* **Task prompt**
Reproduce every one of the following rows word for word, without including the pictures.

* START *

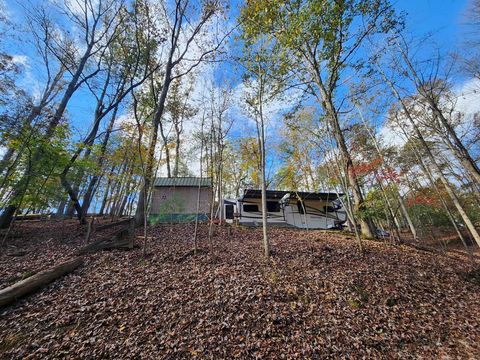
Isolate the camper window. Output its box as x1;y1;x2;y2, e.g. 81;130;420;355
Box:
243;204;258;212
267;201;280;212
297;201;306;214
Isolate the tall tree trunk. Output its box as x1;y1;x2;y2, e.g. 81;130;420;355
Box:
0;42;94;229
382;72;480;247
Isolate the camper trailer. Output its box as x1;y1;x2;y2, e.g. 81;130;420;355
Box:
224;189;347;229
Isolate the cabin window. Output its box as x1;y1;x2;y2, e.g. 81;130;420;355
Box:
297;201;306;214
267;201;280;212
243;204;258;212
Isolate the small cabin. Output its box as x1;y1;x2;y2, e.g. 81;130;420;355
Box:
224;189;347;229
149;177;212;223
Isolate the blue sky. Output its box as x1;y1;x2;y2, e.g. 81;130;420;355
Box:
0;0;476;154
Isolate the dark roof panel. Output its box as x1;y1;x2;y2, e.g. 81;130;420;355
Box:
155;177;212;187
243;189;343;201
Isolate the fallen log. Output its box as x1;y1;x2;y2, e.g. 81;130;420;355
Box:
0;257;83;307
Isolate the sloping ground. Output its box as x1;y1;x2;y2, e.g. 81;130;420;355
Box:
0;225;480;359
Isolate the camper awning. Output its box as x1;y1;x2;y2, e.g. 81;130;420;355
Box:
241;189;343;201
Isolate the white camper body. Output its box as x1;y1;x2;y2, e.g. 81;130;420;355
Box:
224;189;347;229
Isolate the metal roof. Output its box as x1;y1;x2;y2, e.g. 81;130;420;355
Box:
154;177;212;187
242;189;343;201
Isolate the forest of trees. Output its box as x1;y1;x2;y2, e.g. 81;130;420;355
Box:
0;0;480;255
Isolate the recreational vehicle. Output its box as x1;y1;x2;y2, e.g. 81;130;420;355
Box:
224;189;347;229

* END *

* **Result of the exercise**
Isolate the camper window. Output its box as x1;y1;x2;y2, e.g. 81;130;420;355
Box:
243;204;258;212
267;201;280;212
297;201;306;214
Isolate the tall tree trunk. Output its box as x1;y1;x2;y2, e.g. 81;130;420;355
Box:
0;42;94;229
382;72;480;247
Isolate the camper trailer. Output its box as x1;y1;x2;y2, e.g. 81;130;420;355
Box:
224;189;347;229
Isolate the cabin window. Output its box as x1;y1;x2;y2, e.g. 81;130;420;355
Box:
297;201;306;214
267;201;280;212
243;204;258;212
Isolate the small cabin. Output its box as x1;y1;x2;y2, e.g. 81;130;420;355
Box:
224;189;347;229
149;177;212;223
Isolate the blue sky. Output its box as x1;y1;x2;y2, e.g. 81;130;420;355
Box:
0;0;476;154
Isolate the dark roof panel. Output its box as x1;y1;x2;y2, e.g. 81;130;420;355
Box:
155;177;212;187
243;189;343;201
Isolate the fallen log. Output its box as x1;y1;x2;y2, e.g. 81;130;420;355
Box:
0;257;83;307
Isolate the sloping ground. Output its box as x1;y1;x2;y2, e.g. 81;130;420;355
Box:
0;225;480;359
Isolate the camper awning. Output its box as x1;y1;x2;y2, e.g. 81;130;420;355
Box:
241;189;343;201
Isolate the white camper body. Output its box as x1;y1;x2;y2, e.g. 81;130;420;355
Box:
224;189;347;229
Isolate the metal roof. Output its box as x1;y1;x2;y2, e.g. 81;130;420;355
Box:
154;177;212;187
242;189;343;201
Isolate the forest of trees. Output its box as x1;y1;x2;y2, e.g. 81;130;420;355
Box:
0;0;480;255
Isolate the recreational vehicle. Output its box as x1;y1;x2;y2, e.g. 81;130;420;355
Box:
224;189;347;229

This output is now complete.